• [Prompt]:
In the entries below, count each line holding the word "microphone". Answer with the total alone.

• [Working data]:
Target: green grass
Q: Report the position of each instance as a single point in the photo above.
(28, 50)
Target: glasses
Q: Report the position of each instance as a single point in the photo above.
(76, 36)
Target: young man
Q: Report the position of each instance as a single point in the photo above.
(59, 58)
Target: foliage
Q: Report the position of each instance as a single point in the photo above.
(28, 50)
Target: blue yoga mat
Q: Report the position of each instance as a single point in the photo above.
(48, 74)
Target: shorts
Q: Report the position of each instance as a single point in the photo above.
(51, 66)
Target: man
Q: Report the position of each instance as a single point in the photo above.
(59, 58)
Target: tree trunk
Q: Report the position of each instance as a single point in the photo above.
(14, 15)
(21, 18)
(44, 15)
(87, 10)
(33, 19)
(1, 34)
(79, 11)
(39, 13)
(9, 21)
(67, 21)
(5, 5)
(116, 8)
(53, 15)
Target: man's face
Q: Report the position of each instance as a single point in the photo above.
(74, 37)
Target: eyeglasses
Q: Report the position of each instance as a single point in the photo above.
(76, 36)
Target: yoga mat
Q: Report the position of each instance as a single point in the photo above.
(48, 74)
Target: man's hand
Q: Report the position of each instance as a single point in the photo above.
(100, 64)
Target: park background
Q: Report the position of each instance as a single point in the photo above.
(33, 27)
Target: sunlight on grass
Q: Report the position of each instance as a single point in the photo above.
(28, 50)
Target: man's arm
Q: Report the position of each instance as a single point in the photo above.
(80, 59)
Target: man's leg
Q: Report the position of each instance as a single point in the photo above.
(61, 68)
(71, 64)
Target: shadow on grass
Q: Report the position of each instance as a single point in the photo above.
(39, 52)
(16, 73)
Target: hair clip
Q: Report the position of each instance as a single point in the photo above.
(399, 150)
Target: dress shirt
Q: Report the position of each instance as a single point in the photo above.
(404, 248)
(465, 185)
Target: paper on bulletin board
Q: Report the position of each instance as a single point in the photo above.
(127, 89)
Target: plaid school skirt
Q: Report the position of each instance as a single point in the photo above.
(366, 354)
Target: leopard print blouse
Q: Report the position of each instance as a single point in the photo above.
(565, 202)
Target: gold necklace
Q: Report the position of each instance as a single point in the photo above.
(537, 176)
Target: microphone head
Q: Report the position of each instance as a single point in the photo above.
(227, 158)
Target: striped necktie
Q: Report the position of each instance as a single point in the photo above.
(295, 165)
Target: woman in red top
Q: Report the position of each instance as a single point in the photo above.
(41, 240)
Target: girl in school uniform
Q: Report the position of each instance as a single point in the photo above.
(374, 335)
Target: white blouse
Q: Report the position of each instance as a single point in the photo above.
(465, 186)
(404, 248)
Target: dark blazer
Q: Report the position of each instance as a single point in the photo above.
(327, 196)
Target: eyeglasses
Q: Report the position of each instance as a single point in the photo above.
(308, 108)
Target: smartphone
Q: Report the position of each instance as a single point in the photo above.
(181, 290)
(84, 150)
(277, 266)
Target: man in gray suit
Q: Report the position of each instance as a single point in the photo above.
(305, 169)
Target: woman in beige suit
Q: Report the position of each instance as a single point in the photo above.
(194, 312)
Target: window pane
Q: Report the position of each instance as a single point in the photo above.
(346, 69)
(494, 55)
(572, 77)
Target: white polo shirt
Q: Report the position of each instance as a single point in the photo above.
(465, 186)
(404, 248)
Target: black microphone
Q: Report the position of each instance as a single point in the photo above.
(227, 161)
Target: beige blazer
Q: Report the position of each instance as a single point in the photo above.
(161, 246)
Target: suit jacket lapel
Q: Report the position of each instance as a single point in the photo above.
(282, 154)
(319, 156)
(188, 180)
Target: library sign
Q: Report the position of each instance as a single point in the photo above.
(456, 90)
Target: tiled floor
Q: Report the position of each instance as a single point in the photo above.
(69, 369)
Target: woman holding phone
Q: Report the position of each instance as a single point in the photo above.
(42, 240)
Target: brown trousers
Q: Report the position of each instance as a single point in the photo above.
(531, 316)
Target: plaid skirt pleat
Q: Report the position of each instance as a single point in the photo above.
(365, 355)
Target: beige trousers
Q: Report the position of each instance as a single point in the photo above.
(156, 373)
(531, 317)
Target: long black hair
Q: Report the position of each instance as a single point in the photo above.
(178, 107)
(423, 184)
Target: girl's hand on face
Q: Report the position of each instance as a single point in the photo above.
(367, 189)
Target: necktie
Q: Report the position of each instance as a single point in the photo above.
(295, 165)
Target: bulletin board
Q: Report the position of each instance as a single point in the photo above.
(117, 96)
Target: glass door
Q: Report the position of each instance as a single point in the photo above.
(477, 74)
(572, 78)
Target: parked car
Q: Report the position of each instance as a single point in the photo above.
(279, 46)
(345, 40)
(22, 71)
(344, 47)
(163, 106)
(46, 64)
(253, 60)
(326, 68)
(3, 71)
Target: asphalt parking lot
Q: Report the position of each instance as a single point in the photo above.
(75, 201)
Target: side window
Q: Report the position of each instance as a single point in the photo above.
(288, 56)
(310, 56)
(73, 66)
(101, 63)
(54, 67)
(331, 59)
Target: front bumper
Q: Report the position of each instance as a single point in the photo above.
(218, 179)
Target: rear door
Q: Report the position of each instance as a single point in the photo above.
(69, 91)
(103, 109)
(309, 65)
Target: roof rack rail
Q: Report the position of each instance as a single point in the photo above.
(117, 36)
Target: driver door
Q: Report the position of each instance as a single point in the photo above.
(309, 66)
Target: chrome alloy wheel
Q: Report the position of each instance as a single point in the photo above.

• [Your solution]:
2